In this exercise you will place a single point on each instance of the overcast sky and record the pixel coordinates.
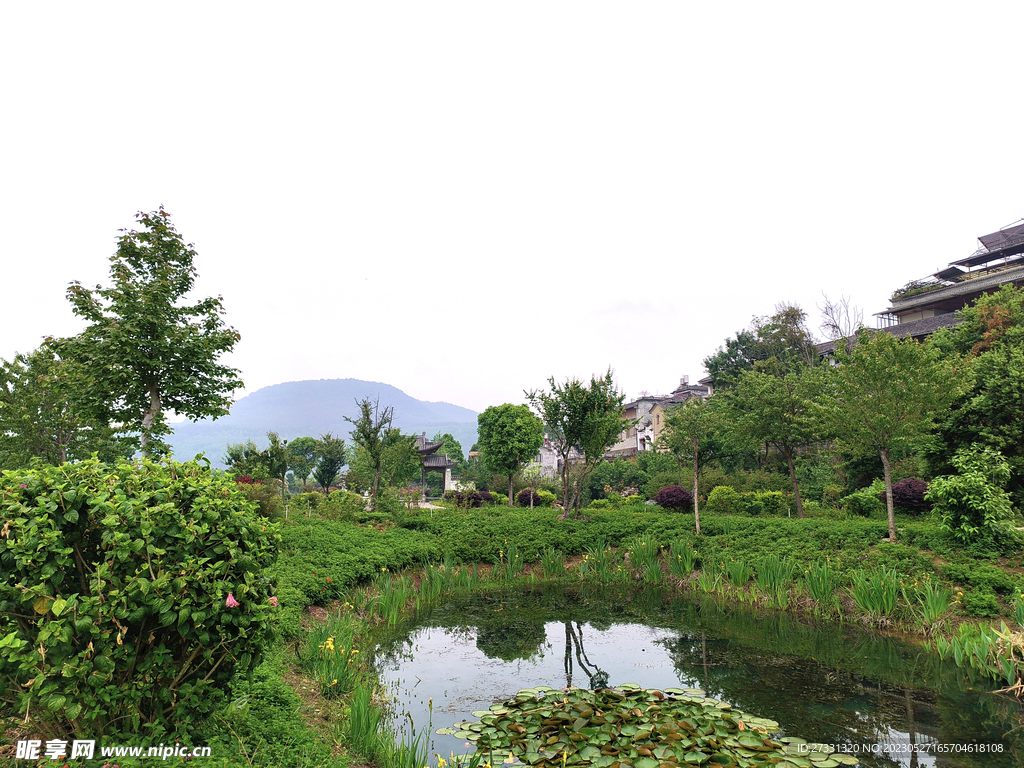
(464, 199)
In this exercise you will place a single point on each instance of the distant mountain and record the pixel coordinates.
(313, 408)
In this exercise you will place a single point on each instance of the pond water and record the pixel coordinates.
(888, 701)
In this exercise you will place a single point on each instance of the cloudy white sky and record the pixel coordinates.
(464, 199)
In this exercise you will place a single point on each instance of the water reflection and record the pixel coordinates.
(825, 683)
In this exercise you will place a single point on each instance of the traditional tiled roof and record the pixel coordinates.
(918, 329)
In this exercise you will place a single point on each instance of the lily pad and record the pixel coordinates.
(633, 727)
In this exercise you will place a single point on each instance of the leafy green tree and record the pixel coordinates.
(401, 461)
(42, 414)
(989, 412)
(972, 503)
(247, 459)
(581, 419)
(276, 460)
(144, 351)
(688, 428)
(777, 345)
(509, 437)
(774, 410)
(884, 395)
(301, 458)
(371, 434)
(331, 457)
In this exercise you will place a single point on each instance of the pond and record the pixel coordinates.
(887, 701)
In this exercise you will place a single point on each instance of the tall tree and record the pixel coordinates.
(276, 460)
(989, 412)
(301, 457)
(775, 410)
(884, 395)
(581, 419)
(776, 345)
(331, 457)
(371, 434)
(42, 414)
(509, 437)
(145, 351)
(688, 428)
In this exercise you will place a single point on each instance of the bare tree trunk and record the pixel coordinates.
(148, 417)
(889, 495)
(796, 487)
(696, 510)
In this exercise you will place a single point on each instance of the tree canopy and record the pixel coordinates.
(884, 395)
(42, 414)
(777, 344)
(583, 422)
(146, 351)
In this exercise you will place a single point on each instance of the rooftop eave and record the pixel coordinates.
(965, 288)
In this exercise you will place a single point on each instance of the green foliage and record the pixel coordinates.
(723, 500)
(876, 594)
(331, 655)
(373, 435)
(884, 397)
(302, 458)
(145, 585)
(552, 563)
(144, 351)
(991, 334)
(774, 572)
(682, 559)
(43, 415)
(972, 504)
(265, 497)
(980, 604)
(588, 419)
(775, 410)
(821, 580)
(776, 345)
(738, 571)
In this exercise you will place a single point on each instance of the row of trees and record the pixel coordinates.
(875, 394)
(379, 456)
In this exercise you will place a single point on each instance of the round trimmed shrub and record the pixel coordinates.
(675, 498)
(143, 585)
(522, 498)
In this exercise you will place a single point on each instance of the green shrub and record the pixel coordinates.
(723, 500)
(865, 502)
(340, 505)
(144, 584)
(980, 604)
(972, 504)
(547, 498)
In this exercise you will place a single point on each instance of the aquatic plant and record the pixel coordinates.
(630, 725)
(877, 594)
(682, 559)
(821, 581)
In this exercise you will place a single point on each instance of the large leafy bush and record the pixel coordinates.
(130, 594)
(674, 497)
(972, 504)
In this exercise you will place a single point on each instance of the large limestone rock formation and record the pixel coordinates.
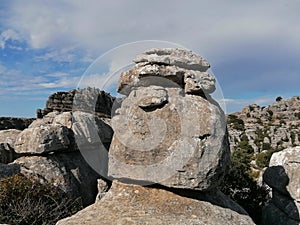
(283, 176)
(131, 204)
(168, 129)
(92, 100)
(48, 151)
(45, 135)
(14, 123)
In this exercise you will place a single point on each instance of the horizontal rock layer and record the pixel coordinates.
(130, 204)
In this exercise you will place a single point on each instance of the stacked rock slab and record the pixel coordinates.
(168, 129)
(283, 176)
(48, 151)
(92, 100)
(167, 135)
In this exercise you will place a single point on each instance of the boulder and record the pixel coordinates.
(167, 137)
(132, 204)
(194, 82)
(7, 153)
(88, 99)
(289, 161)
(14, 123)
(44, 139)
(93, 136)
(283, 176)
(175, 57)
(7, 140)
(9, 136)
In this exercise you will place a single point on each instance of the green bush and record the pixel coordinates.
(244, 145)
(278, 99)
(24, 201)
(238, 124)
(240, 186)
(263, 159)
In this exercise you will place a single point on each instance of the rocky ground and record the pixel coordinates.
(174, 107)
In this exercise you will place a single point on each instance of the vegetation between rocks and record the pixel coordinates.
(27, 202)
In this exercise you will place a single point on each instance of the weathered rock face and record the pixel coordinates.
(283, 176)
(48, 151)
(93, 137)
(183, 67)
(68, 171)
(91, 99)
(132, 204)
(169, 130)
(161, 146)
(44, 136)
(176, 57)
(14, 123)
(7, 140)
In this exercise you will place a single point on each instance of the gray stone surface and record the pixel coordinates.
(88, 99)
(283, 176)
(7, 140)
(43, 139)
(131, 204)
(9, 136)
(165, 137)
(93, 137)
(193, 81)
(274, 216)
(176, 57)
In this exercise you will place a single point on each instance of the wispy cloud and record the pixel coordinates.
(7, 35)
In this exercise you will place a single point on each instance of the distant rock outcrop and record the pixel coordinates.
(92, 100)
(15, 123)
(283, 176)
(273, 127)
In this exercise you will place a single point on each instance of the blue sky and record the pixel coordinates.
(46, 46)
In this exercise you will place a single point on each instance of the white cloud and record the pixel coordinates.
(205, 26)
(8, 34)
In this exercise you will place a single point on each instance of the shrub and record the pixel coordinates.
(263, 159)
(24, 201)
(242, 188)
(278, 99)
(238, 124)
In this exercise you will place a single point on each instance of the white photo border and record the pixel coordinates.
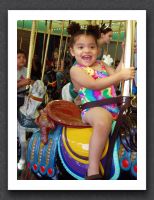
(140, 17)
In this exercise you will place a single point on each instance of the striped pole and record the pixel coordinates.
(46, 50)
(60, 46)
(30, 55)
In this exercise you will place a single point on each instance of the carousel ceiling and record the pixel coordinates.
(118, 27)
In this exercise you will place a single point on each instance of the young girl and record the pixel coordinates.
(94, 80)
(105, 38)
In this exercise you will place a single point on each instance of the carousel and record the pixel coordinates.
(53, 142)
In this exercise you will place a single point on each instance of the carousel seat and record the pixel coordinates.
(65, 113)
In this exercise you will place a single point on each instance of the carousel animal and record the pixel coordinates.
(69, 142)
(27, 115)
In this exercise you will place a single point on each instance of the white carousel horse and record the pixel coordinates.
(27, 115)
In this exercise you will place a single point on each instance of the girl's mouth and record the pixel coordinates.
(87, 58)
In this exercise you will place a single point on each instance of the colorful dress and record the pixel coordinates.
(89, 95)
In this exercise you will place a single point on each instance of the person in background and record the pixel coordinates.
(22, 81)
(94, 80)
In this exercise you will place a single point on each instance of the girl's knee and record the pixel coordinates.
(103, 125)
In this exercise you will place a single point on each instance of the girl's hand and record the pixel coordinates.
(127, 73)
(25, 82)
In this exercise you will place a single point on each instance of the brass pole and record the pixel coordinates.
(66, 42)
(35, 37)
(132, 54)
(44, 39)
(46, 50)
(20, 46)
(127, 55)
(110, 23)
(30, 56)
(115, 55)
(60, 46)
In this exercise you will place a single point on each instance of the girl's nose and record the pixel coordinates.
(86, 49)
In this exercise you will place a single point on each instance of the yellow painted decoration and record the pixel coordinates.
(78, 140)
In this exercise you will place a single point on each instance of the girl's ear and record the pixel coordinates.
(72, 51)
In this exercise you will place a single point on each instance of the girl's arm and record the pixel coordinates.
(81, 79)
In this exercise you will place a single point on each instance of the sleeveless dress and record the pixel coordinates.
(89, 95)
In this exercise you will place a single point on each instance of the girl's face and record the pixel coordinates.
(21, 60)
(85, 50)
(106, 38)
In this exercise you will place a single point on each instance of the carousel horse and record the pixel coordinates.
(70, 142)
(27, 115)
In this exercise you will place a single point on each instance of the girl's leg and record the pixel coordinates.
(101, 121)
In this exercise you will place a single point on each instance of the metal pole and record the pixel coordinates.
(30, 56)
(46, 50)
(66, 42)
(127, 55)
(35, 37)
(60, 46)
(20, 46)
(44, 39)
(110, 23)
(115, 55)
(132, 54)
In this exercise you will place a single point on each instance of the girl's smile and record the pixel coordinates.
(85, 50)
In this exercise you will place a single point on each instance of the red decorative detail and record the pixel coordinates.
(50, 171)
(135, 168)
(42, 169)
(35, 166)
(125, 163)
(28, 164)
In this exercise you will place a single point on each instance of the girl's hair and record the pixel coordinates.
(105, 29)
(74, 29)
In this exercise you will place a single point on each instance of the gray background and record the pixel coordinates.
(80, 5)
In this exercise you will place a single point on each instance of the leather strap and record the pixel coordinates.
(114, 100)
(36, 98)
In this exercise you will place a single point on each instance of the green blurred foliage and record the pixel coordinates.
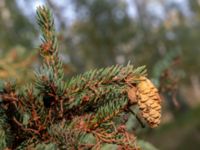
(104, 34)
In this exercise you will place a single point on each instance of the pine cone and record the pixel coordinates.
(149, 102)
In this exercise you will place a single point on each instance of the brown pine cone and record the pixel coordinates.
(149, 102)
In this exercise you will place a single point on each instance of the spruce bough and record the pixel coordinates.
(85, 112)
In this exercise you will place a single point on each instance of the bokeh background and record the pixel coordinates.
(164, 35)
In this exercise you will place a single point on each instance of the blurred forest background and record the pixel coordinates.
(164, 35)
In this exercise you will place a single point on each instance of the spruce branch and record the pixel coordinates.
(54, 114)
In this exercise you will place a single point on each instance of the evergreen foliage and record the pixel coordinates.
(55, 114)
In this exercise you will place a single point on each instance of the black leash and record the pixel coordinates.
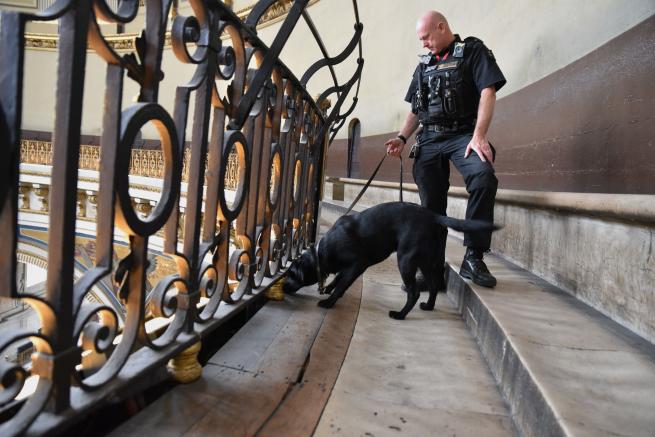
(361, 193)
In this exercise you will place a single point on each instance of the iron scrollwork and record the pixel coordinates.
(238, 230)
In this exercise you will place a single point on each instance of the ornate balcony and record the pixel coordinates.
(149, 251)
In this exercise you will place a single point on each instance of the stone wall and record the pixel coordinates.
(597, 248)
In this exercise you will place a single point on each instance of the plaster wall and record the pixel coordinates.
(605, 257)
(530, 39)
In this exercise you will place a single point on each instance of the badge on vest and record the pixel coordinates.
(447, 65)
(458, 51)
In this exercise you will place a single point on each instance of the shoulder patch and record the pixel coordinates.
(491, 55)
(425, 59)
(472, 39)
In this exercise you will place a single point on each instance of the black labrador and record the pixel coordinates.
(358, 241)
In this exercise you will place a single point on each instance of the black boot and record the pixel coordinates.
(475, 269)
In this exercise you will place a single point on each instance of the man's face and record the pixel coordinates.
(432, 36)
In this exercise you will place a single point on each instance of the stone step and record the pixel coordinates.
(422, 376)
(562, 367)
(272, 378)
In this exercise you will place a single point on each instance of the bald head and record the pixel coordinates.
(434, 32)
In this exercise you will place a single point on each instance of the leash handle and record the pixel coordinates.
(401, 177)
(361, 193)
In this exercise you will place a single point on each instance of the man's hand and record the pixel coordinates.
(395, 146)
(480, 145)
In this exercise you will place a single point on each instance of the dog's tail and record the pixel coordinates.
(466, 225)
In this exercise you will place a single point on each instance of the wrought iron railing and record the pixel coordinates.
(267, 119)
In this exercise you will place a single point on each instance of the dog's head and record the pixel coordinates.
(301, 272)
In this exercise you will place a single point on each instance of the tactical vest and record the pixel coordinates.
(442, 96)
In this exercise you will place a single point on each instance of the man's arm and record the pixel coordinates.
(479, 143)
(395, 145)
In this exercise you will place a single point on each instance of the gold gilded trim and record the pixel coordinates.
(144, 162)
(125, 42)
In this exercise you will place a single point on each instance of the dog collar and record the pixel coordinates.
(321, 283)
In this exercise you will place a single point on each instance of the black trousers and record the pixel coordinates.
(431, 172)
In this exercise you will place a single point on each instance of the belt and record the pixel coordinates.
(450, 127)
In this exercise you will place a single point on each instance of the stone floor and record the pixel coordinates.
(299, 370)
(418, 377)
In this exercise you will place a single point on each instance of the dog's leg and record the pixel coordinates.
(407, 269)
(341, 283)
(434, 276)
(328, 288)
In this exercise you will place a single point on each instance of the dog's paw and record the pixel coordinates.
(426, 307)
(325, 303)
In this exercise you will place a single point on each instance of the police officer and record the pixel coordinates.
(453, 93)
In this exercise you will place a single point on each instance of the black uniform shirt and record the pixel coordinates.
(481, 70)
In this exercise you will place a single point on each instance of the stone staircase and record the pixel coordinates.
(562, 367)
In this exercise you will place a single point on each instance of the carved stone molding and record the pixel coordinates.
(125, 42)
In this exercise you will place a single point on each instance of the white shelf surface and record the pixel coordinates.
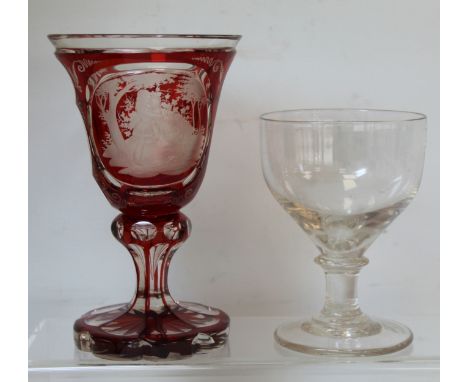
(250, 353)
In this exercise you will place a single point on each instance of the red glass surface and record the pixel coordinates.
(149, 118)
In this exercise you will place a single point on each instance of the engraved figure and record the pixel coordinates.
(160, 139)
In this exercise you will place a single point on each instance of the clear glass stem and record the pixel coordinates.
(341, 314)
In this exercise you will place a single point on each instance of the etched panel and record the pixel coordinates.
(150, 123)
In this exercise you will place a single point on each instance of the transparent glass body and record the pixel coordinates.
(343, 176)
(148, 103)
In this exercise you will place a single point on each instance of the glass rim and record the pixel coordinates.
(141, 43)
(59, 36)
(410, 116)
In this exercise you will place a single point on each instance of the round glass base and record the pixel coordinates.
(391, 337)
(177, 330)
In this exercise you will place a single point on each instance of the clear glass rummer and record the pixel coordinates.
(149, 103)
(343, 175)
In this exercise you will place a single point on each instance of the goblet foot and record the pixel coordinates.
(179, 329)
(375, 337)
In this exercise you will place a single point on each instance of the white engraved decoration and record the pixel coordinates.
(151, 122)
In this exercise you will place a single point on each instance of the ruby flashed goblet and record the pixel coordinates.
(149, 104)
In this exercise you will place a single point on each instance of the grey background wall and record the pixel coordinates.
(245, 254)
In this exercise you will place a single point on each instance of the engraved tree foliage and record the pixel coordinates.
(149, 129)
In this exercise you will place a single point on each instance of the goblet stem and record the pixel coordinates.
(341, 314)
(152, 243)
(153, 324)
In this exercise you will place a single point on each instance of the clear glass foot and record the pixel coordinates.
(308, 337)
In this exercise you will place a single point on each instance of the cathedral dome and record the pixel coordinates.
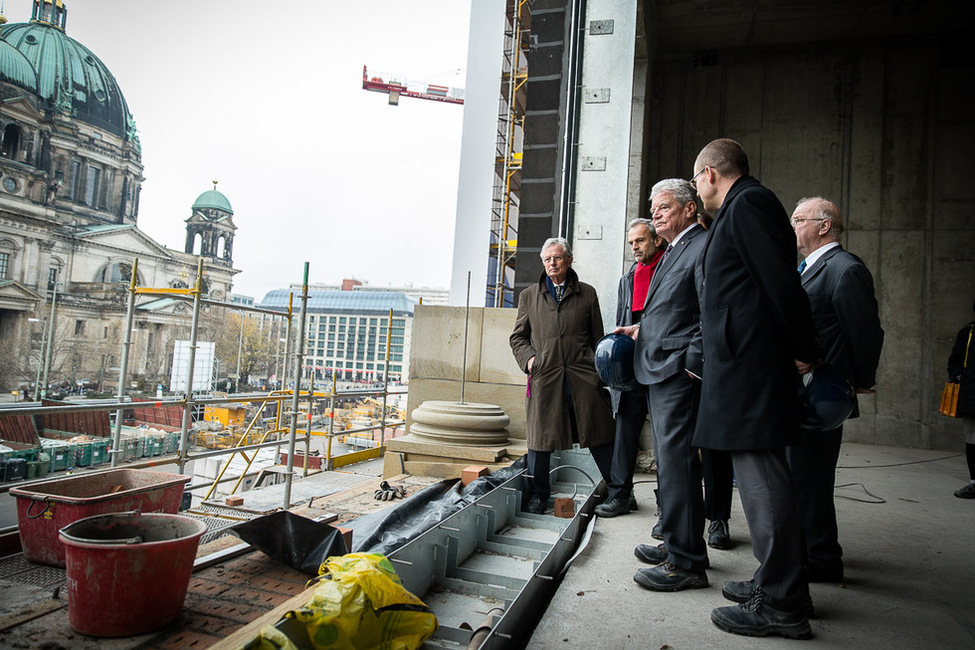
(16, 69)
(212, 199)
(69, 76)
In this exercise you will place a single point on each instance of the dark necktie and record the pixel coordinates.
(663, 259)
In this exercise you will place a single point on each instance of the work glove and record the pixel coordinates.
(387, 492)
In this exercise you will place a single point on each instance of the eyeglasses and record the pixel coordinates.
(794, 220)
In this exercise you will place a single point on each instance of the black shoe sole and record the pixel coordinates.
(685, 583)
(648, 559)
(610, 513)
(799, 631)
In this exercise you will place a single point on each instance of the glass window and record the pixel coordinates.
(91, 187)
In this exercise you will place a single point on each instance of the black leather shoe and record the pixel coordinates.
(741, 592)
(758, 617)
(651, 554)
(536, 505)
(613, 507)
(718, 535)
(668, 577)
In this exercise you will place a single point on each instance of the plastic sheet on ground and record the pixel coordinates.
(299, 542)
(386, 530)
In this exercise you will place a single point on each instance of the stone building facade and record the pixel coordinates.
(70, 176)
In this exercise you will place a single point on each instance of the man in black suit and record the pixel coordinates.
(757, 331)
(630, 406)
(668, 361)
(844, 308)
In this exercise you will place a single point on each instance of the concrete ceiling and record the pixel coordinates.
(692, 26)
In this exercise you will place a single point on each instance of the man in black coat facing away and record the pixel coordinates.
(841, 295)
(757, 331)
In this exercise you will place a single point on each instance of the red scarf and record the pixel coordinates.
(641, 280)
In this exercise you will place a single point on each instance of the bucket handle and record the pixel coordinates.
(47, 506)
(132, 540)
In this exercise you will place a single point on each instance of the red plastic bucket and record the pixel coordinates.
(128, 572)
(45, 508)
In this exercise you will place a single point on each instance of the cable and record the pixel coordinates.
(875, 499)
(913, 462)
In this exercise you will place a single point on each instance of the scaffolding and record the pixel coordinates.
(284, 430)
(510, 146)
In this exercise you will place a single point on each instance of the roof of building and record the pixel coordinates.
(15, 68)
(344, 302)
(71, 78)
(213, 199)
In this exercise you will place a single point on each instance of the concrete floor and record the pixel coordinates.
(908, 547)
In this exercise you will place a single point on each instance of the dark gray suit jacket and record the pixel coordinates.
(670, 328)
(844, 308)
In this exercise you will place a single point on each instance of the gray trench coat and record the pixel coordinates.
(562, 339)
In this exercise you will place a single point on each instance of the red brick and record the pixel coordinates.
(473, 472)
(565, 507)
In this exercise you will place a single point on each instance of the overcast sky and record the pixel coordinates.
(267, 99)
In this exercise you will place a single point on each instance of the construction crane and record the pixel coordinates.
(396, 86)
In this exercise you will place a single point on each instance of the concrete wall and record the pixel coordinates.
(883, 129)
(437, 360)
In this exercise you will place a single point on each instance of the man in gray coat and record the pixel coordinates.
(668, 361)
(554, 342)
(757, 332)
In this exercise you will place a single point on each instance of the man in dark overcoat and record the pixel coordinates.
(844, 308)
(630, 406)
(668, 361)
(554, 341)
(757, 331)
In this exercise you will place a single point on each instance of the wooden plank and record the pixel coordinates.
(444, 450)
(239, 638)
(442, 470)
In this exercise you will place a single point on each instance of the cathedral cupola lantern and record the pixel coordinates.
(210, 229)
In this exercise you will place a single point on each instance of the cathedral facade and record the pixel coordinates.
(70, 177)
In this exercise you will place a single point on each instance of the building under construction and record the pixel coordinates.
(573, 108)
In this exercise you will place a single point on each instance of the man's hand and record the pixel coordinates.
(804, 368)
(633, 331)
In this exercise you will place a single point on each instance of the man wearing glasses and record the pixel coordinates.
(844, 308)
(554, 339)
(757, 331)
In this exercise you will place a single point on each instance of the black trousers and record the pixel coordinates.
(719, 477)
(813, 465)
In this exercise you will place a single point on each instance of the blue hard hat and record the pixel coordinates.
(614, 361)
(828, 399)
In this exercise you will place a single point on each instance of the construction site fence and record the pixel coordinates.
(246, 442)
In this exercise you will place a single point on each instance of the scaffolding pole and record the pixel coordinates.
(299, 346)
(124, 367)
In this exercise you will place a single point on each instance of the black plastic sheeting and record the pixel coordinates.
(299, 542)
(387, 530)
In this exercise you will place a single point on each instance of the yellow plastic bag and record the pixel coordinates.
(360, 603)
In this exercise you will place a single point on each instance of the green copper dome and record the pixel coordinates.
(15, 68)
(71, 78)
(213, 199)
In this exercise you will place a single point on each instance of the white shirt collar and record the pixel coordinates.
(681, 234)
(819, 252)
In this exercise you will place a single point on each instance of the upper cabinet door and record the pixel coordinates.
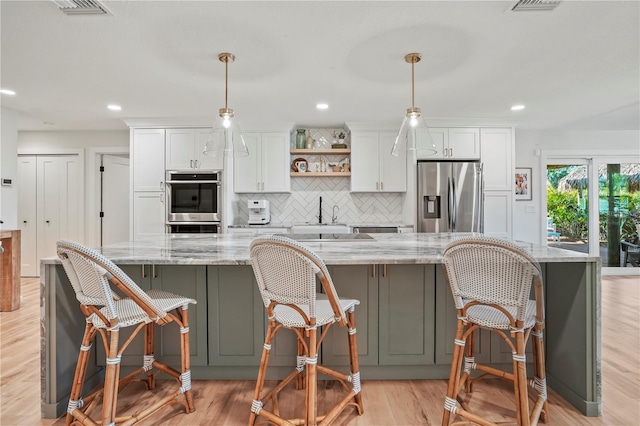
(497, 158)
(247, 171)
(203, 161)
(393, 170)
(179, 147)
(464, 143)
(147, 149)
(365, 162)
(275, 162)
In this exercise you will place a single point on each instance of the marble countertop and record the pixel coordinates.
(290, 224)
(230, 249)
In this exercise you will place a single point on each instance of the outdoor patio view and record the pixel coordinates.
(618, 210)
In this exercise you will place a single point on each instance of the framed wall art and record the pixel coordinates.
(523, 184)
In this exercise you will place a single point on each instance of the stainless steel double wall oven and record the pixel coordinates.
(193, 202)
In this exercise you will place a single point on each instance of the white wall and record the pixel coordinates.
(36, 141)
(8, 168)
(527, 222)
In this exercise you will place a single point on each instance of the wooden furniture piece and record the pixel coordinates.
(10, 270)
(92, 276)
(490, 280)
(286, 273)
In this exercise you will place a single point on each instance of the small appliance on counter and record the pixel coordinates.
(259, 213)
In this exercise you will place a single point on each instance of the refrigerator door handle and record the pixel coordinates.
(454, 213)
(450, 206)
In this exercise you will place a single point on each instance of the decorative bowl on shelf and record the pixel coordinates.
(300, 165)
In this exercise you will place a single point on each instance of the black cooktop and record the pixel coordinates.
(328, 237)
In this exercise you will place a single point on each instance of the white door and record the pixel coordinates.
(26, 185)
(115, 200)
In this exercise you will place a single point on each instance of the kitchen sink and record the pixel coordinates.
(321, 228)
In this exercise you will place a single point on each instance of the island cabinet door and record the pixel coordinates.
(406, 314)
(354, 282)
(188, 281)
(236, 317)
(446, 321)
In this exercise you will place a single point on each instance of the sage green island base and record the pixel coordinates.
(406, 319)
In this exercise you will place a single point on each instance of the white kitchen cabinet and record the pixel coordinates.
(147, 159)
(50, 206)
(183, 150)
(497, 158)
(373, 168)
(148, 214)
(266, 168)
(498, 213)
(455, 143)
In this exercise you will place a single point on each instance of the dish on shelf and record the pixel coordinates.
(300, 165)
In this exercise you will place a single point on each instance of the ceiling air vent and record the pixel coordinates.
(82, 7)
(534, 5)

*****

### [YOUR OBJECTIVE]
Print exactly, and only, the lines of the material above that run from the one containing "cabinet and record the pixel coordinates." through its last line.

### [RESPONSE]
In this exercise you will place a single point on each instance of the white kitchen cabinet and record the pixel coordinates.
(147, 159)
(50, 206)
(183, 150)
(497, 158)
(373, 168)
(148, 214)
(266, 168)
(498, 213)
(455, 143)
In this exercise you will place a single point on each instance of the dish on shelf and record the pixel coordinates.
(300, 165)
In this exercise you will place a single point on each instance of the ceiling air vent and record the pixel coordinates.
(82, 7)
(534, 5)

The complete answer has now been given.